▶ [Exercise]: In the entries below, find every line holding the string "query" and collect it.

======

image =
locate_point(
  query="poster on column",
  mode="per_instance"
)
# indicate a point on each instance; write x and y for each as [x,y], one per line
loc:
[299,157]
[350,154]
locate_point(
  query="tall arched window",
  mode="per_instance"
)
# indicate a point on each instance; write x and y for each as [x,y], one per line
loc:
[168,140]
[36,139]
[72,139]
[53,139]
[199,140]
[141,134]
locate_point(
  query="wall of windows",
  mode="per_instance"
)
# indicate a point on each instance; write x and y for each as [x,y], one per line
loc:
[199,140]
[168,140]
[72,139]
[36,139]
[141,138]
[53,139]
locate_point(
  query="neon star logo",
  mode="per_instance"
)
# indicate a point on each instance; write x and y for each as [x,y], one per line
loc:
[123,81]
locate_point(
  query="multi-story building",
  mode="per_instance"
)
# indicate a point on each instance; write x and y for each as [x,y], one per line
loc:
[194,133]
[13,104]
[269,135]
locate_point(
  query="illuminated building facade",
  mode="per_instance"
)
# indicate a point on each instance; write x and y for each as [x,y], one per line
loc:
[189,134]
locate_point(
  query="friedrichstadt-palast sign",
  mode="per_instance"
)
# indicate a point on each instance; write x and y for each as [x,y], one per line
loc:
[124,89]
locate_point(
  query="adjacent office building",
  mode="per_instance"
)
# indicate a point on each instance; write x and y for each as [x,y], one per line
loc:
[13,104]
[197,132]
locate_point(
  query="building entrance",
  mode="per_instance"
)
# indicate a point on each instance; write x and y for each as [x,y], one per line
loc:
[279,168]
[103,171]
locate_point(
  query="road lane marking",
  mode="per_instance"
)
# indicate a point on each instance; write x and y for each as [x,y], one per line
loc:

======

▶ [Finished task]:
  query="poster on column",
  query="tall arched window",
  query="wall of windows",
  query="neon star logo",
  query="multi-story building",
  query="illuminated building facade",
  query="friedrichstadt-palast sign",
  query="adjacent office building",
  query="building entrance",
  query="road lane marking",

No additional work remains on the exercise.